INPUT MATERIAL:
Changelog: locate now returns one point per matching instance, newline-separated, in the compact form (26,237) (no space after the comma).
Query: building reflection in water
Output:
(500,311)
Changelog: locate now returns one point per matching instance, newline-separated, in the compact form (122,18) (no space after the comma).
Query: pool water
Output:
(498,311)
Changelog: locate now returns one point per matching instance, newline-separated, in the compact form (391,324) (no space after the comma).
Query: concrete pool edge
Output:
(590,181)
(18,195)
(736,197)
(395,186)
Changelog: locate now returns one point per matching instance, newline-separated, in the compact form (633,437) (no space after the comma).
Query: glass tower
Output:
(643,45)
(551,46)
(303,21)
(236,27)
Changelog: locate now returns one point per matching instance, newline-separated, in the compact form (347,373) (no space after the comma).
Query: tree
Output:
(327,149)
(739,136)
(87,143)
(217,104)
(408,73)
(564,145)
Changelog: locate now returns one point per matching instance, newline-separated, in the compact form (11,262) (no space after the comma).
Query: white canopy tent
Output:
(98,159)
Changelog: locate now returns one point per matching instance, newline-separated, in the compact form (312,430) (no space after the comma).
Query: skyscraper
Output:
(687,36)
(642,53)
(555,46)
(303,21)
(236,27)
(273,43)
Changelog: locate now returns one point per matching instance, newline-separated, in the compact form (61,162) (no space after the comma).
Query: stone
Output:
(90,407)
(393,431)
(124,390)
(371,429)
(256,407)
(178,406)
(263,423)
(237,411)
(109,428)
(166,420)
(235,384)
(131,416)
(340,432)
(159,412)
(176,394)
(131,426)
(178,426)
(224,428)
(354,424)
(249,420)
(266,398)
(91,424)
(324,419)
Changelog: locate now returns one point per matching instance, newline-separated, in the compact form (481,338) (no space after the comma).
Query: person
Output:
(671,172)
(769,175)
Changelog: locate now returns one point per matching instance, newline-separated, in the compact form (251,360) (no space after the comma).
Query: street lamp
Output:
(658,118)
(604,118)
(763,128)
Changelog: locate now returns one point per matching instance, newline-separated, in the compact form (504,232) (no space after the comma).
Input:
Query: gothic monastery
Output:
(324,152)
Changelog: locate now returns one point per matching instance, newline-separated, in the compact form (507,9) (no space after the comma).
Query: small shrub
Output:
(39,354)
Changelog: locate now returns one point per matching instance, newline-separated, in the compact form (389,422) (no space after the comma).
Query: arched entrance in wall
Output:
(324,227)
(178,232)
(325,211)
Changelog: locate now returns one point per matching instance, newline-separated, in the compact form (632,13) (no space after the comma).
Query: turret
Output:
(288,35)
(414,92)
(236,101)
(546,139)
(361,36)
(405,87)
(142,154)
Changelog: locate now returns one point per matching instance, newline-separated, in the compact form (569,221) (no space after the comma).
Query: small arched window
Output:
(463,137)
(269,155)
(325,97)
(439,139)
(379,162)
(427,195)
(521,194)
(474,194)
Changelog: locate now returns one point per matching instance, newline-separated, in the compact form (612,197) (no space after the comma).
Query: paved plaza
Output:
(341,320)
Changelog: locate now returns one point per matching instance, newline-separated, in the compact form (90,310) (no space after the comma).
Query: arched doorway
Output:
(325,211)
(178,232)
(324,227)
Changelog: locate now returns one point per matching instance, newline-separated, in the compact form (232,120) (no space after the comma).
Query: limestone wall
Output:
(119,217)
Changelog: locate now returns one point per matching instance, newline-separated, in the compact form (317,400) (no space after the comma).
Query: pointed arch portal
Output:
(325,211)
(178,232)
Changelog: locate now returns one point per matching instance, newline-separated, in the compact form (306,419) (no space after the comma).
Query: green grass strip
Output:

PROBLEM TO WORK ON: Lay out the data above as a Markdown table with two columns, Row and Line, numbering each line in Row and putting its text in Line. Leave out any blank lines.

EXERCISE RESULT:
| Row | Line |
|---|---|
| 1 | Changelog: locate now returns one point per matching instance, newline-separated, in the compact form (26,237) (no space after the comma). |
| 2 | Query: building reflection in water |
| 3 | Output: |
| 4 | (500,311) |
| 5 | Changelog: locate now returns one point per matching instance, newline-separated, in the compact form (122,18) (no space after the comma). |
| 6 | Query: pool water |
| 7 | Output: |
| 8 | (498,311) |
| 9 | Changelog: locate now returns one point per matching instance, newline-separated, in the compact form (391,324) (no space after the comma). |
| 10 | Query: concrete pool edge |
| 11 | Output: |
| 12 | (590,181) |
| 13 | (18,195) |
| 14 | (736,197) |
| 15 | (395,186) |
| 16 | Changelog: locate now returns one point per matching instance, newline-separated, in the compact form (633,437) (no space after the comma). |
| 17 | Query: glass tower |
| 18 | Output: |
| 19 | (643,45) |
| 20 | (551,46) |
| 21 | (303,21) |
| 22 | (236,27) |
| 23 | Changelog: locate now returns one point per matching instance, newline-separated, in the compact form (347,373) (no space after the comma). |
| 24 | Query: tree |
| 25 | Output: |
| 26 | (327,149) |
| 27 | (739,136) |
| 28 | (87,143) |
| 29 | (217,104) |
| 30 | (408,73) |
| 31 | (564,145) |
| 32 | Changelog: locate now returns one point per matching instance, newline-separated, in the compact form (11,262) (no space after the comma). |
| 33 | Query: white canopy tent |
| 34 | Output: |
| 35 | (98,159) |
| 36 | Changelog: locate now returns one point per matching instance, newline-separated, in the compact form (312,430) (no space after the comma). |
| 37 | Query: skyscraper |
| 38 | Output: |
| 39 | (687,36) |
| 40 | (642,53) |
| 41 | (555,46) |
| 42 | (303,21) |
| 43 | (236,27) |
| 44 | (273,43) |
| 45 | Changelog: locate now returns one point per matching instance, newline-separated, in the compact form (61,162) (no space after the comma). |
| 46 | Query: stone |
| 47 | Output: |
| 48 | (90,407) |
| 49 | (393,431) |
| 50 | (124,390) |
| 51 | (371,429) |
| 52 | (256,407) |
| 53 | (178,406) |
| 54 | (263,423) |
| 55 | (237,411) |
| 56 | (109,428) |
| 57 | (166,420) |
| 58 | (235,384) |
| 59 | (131,416) |
| 60 | (340,432) |
| 61 | (159,412) |
| 62 | (176,394) |
| 63 | (131,426) |
| 64 | (178,426) |
| 65 | (224,428) |
| 66 | (354,424) |
| 67 | (249,420) |
| 68 | (266,398) |
| 69 | (91,424) |
| 70 | (324,419) |
| 71 | Changelog: locate now returns one point per matching instance, newline-separated, in the compact form (481,338) (no space after the comma). |
| 72 | Query: person |
| 73 | Output: |
| 74 | (671,172) |
| 75 | (769,175) |
| 76 | Changelog: locate now returns one point per matching instance, newline-separated, in the compact form (251,360) (no space after the comma). |
| 77 | Query: street lamp |
| 78 | Output: |
| 79 | (658,118) |
| 80 | (604,118) |
| 81 | (763,128) |
| 82 | Changelog: locate now returns one point per matching instance, newline-separated, in the compact form (504,232) (no space after the comma). |
| 83 | Input: |
| 84 | Query: gothic monastery |
| 85 | Output: |
| 86 | (324,152) |
| 87 | Changelog: locate now returns one point per matching instance, newline-separated, in the compact form (507,9) (no space after the comma). |
| 88 | Query: small shrub |
| 89 | Output: |
| 90 | (39,354) |
| 91 | Changelog: locate now returns one point per matching instance, newline-separated, in the compact form (389,422) (no space after the comma). |
| 92 | Query: arched entrance in wall |
| 93 | Output: |
| 94 | (324,227) |
| 95 | (178,232) |
| 96 | (325,211) |
| 97 | Changelog: locate now returns one point per matching instance, newline-separated, in the compact form (632,13) (no space after the comma). |
| 98 | Query: turret |
| 99 | Output: |
| 100 | (288,35) |
| 101 | (414,92) |
| 102 | (236,101) |
| 103 | (546,139) |
| 104 | (361,36) |
| 105 | (405,87) |
| 106 | (142,154) |
| 107 | Changelog: locate now returns one point per matching instance, newline-separated, in the compact form (569,221) (no space after the comma). |
| 108 | Query: small arched window |
| 109 | Output: |
| 110 | (463,137) |
| 111 | (269,155) |
| 112 | (325,97) |
| 113 | (439,139) |
| 114 | (379,162) |
| 115 | (427,195) |
| 116 | (521,194) |
| 117 | (474,194) |
| 118 | Changelog: locate now returns one point per matching instance, newline-separated, in the compact form (612,197) (no space after the comma). |
| 119 | Query: paved plaza |
| 120 | Output: |
| 121 | (341,320) |
| 122 | Changelog: locate now returns one point per matching instance, newline-separated, in the compact form (90,310) (no space after the comma). |
| 123 | Query: arched doorway |
| 124 | Output: |
| 125 | (325,211) |
| 126 | (178,232) |
| 127 | (324,227) |
| 128 | Changelog: locate now returns one point per matching instance, newline-separated, in the compact form (232,120) (no space after the comma). |
| 129 | Query: limestone wall |
| 130 | Output: |
| 131 | (119,217) |
| 132 | Changelog: locate now returns one point per matching instance, newline-separated, in the compact form (317,400) (no space after the comma). |
| 133 | Query: pointed arch portal |
| 134 | Output: |
| 135 | (325,211) |
| 136 | (178,232) |
| 137 | Changelog: locate now returns one point per matching instance, newline-separated, in the compact form (306,419) (no space after the comma). |
| 138 | Query: green grass strip |
| 139 | Output: |